# Start of Stored rows

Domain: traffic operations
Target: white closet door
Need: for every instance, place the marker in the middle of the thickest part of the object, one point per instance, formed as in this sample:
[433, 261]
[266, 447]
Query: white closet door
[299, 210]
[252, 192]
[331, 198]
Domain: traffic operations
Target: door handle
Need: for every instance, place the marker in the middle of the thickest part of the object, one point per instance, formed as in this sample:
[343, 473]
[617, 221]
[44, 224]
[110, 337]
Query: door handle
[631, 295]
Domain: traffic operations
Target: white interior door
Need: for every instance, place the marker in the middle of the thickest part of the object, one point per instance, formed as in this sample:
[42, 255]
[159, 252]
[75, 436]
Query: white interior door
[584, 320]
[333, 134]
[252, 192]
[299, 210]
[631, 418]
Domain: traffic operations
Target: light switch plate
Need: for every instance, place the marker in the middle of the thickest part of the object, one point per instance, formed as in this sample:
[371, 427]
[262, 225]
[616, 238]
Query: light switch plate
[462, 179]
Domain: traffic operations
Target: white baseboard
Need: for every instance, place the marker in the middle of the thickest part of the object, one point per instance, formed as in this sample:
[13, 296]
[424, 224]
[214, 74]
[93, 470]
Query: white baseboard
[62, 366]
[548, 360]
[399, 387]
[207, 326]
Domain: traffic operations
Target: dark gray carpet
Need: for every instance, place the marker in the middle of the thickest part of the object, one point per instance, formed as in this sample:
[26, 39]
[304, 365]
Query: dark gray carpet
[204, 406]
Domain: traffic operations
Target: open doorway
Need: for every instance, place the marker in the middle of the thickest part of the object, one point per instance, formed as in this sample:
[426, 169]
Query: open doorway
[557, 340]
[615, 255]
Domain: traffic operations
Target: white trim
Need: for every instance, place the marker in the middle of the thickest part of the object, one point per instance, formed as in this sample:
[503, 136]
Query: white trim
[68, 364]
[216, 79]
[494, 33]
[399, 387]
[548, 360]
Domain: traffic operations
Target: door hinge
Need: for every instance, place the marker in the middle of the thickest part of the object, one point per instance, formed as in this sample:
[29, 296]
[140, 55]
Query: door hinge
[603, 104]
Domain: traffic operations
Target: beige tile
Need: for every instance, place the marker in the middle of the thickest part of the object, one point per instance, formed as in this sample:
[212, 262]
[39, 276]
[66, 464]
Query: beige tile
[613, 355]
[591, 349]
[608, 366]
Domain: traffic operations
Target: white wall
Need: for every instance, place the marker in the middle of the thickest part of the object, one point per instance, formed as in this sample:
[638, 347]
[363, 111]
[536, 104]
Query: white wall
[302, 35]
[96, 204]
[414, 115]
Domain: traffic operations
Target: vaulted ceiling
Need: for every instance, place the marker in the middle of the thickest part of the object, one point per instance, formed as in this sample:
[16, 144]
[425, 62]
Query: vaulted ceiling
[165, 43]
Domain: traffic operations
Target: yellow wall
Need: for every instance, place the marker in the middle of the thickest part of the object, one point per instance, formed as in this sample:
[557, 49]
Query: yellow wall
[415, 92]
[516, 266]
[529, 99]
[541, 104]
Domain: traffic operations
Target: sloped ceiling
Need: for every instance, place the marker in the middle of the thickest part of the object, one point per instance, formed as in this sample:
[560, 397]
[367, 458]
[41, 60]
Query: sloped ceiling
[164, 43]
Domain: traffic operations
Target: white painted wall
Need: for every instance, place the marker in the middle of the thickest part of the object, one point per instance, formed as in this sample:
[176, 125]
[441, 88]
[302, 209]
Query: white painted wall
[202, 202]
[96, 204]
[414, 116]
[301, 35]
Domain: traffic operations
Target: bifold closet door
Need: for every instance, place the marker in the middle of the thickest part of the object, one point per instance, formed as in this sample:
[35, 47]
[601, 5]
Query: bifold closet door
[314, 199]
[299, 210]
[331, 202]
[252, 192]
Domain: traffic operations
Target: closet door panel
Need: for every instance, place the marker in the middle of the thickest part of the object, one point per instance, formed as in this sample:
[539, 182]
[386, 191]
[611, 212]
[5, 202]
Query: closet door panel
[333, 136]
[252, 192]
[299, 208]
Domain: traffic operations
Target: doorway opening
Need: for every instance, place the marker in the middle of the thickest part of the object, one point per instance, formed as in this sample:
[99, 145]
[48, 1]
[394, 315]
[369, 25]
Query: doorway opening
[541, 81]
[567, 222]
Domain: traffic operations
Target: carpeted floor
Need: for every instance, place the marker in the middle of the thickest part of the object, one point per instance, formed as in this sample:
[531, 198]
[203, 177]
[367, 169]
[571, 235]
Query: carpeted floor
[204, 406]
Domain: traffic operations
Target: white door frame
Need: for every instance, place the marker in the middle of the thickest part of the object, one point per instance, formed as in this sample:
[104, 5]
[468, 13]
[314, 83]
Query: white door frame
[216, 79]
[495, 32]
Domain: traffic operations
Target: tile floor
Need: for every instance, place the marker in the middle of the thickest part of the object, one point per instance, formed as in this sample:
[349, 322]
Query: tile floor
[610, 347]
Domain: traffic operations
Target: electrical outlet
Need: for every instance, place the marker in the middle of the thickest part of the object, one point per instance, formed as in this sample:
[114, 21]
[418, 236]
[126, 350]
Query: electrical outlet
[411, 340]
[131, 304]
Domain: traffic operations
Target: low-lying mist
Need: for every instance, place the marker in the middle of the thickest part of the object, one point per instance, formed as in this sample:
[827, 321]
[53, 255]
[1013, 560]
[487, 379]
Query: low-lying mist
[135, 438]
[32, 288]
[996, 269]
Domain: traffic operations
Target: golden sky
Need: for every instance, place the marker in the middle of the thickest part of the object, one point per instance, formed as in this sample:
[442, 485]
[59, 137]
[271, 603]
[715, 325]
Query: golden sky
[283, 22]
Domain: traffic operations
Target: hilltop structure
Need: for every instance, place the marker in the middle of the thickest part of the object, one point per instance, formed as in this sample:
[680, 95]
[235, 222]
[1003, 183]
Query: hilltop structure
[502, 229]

# End of Stored rows

• **Problem to solve**
Transcribe each entry exactly.

• **Output**
Domain: traffic operations
Target: white closet door
Need: for every instance, place the marker in the middle of the thickest part of the object, one point per instance, formed as in this sample:
[433, 261]
[266, 447]
Query: white closet door
[299, 210]
[252, 192]
[331, 198]
Domain: traffic operations
Target: door handle
Need: for every instance, place the marker in the middle of the thickest part of the object, one point per instance, formed as in this sample:
[343, 473]
[617, 221]
[44, 224]
[110, 337]
Query: door handle
[631, 295]
Domain: traffic operations
Target: white interior door
Need: for every instance, place the marker in the middle of the thickest part of the object, one point per instance, formed as in this sample:
[42, 255]
[159, 252]
[75, 436]
Query: white interior door
[584, 320]
[333, 134]
[252, 192]
[299, 210]
[631, 418]
Domain: traffic operations
Target: light switch plate
Need: for every instance, place the marker in the middle of the thickest part of the object, one point per instance, formed as in this sample:
[371, 427]
[262, 225]
[616, 238]
Query: light switch plate
[462, 179]
Domain: traffic operations
Target: white baseboard
Need: for every instance, place the marker in the middle of the thickest part of the object, one point per instance, formed as in this sample:
[13, 296]
[424, 224]
[214, 74]
[93, 470]
Query: white baseboard
[62, 366]
[548, 360]
[399, 387]
[207, 326]
Domain: traffic operations
Target: dark gray carpet
Need: for every instance, place the marker in the middle of the thickest part of the object, one point per instance, formed as in this sample:
[26, 39]
[304, 365]
Query: dark gray carpet
[204, 406]
Domain: traffic operations
Target: open doorway
Need: for every instance, place the marker in the middle of the thickest part of the object, one point per instance, formed as in this sample:
[426, 169]
Query: open doorway
[557, 340]
[615, 255]
Domain: traffic operations
Target: white trim
Need: for every instance, place the marker in the middle of the thickest part of the object, one point per instance, formed as in this sample:
[503, 136]
Query: white trim
[68, 364]
[216, 79]
[494, 33]
[399, 387]
[548, 360]
Domain: traffic operations
Target: door hinge
Need: for every instance, place the marker in the middle of the thickest part of the object, one point per instance, formed as in this sample:
[29, 296]
[140, 55]
Query: door hinge
[603, 104]
Domain: traffic operations
Target: beige tile
Need: for every instance, place the marker in the middle of the thickest part of the object, one point per instance, formed as in this sample:
[212, 262]
[39, 276]
[66, 464]
Query: beige tile
[613, 355]
[591, 349]
[608, 366]
Domain: traffic operations
Target: white wall
Need: for every instance, place the marker in the middle of the thickest part of the object, one point per instance, formed as in this sample:
[638, 347]
[363, 111]
[536, 104]
Query: white wall
[302, 35]
[96, 204]
[414, 115]
Domain: traffic operations
Target: vaulted ceiling
Need: for every instance, place the marker in the middle of the thickest part of the object, one point per instance, formed as in this sample:
[16, 144]
[425, 62]
Query: vaulted ceiling
[165, 43]
Domain: traffic operations
Target: yellow wall
Need: for every instance, place the marker in the middle of the thickest part of the object, one point per instance, formed as in this sample:
[557, 49]
Query: yellow wall
[415, 92]
[516, 266]
[529, 99]
[541, 104]
Domain: traffic operations
Target: sloped ceiling
Need: for every instance, place the marker in the middle of the thickest part of the object, one point per instance, formed as in this sample:
[560, 397]
[367, 458]
[41, 60]
Query: sloped ceiling
[164, 43]
Domain: traffic operations
Target: white painted wall
Need: for every instance, place the marker in the middle of the thickest part of the object, one point per instance, formed as in this sample:
[176, 125]
[441, 88]
[302, 209]
Query: white painted wall
[202, 202]
[96, 204]
[414, 116]
[301, 35]
Domain: traffic operations
Target: bifold closet door
Need: for every instance, place the marker in the middle of the thickest part of the object, one point per instance, formed as in this sample:
[35, 47]
[601, 5]
Query: bifold closet door
[314, 199]
[299, 210]
[331, 202]
[252, 192]
Domain: traffic operations
Target: closet door panel
Need: for every instance, place the marker in the middle of the thickest part of the object, one point per instance, formed as in this sample:
[539, 182]
[386, 191]
[611, 212]
[5, 202]
Query: closet door panel
[333, 136]
[252, 192]
[299, 208]
Domain: traffic operations
Target: doorway opening
Need: for every instance, place the marker in the middle of the thickest part of the object, one point per instance, formed as in this sample:
[99, 145]
[48, 1]
[394, 315]
[369, 25]
Query: doorway opening
[541, 81]
[567, 222]
Domain: traffic operations
Target: carpeted floor
Need: for every instance, place the marker in the middle of the thickest part of the object, one point per instance, formed as in this sample:
[531, 198]
[203, 177]
[367, 169]
[571, 235]
Query: carpeted floor
[204, 406]
Domain: traffic operations
Target: white door frame
Need: for every instance, place the marker in the middle of the thickest part of the object, one point per instance, formed as in this sample:
[104, 5]
[468, 13]
[314, 83]
Query: white door frame
[216, 79]
[495, 32]
Domain: traffic operations
Target: tile floor
Need: for every instance, place the marker in the middle of the thickest part of the object, one point per instance, formed as in this sample:
[349, 322]
Query: tile floor
[610, 347]
Domain: traffic operations
Target: electrical outlet
Need: for every instance, place the marker in the middle of the thickest part of the object, one point per instance, formed as in this sample:
[114, 21]
[418, 236]
[126, 350]
Query: electrical outlet
[411, 340]
[131, 304]
Domain: traffic operations
Target: low-lying mist
Need: for every instance, place the marker in the middle of the thickest part of the object, one point per instance, formed as in this sample:
[827, 321]
[53, 255]
[1013, 560]
[487, 379]
Query: low-lying mist
[135, 438]
[32, 288]
[996, 269]
Domain: traffic operations
Target: golden sky
Need: for every instance, place the marker in the middle of the thickest part of the object, one point per instance, formed as in this sample:
[442, 485]
[59, 137]
[271, 603]
[715, 325]
Query: golden sky
[283, 22]
Domain: traffic operations
Target: hilltop structure
Need: for every instance, place the marker in the middle of the thickest part of the object, one point per instance, formed as in this sample:
[680, 95]
[235, 222]
[1003, 183]
Query: hilltop structure
[502, 229]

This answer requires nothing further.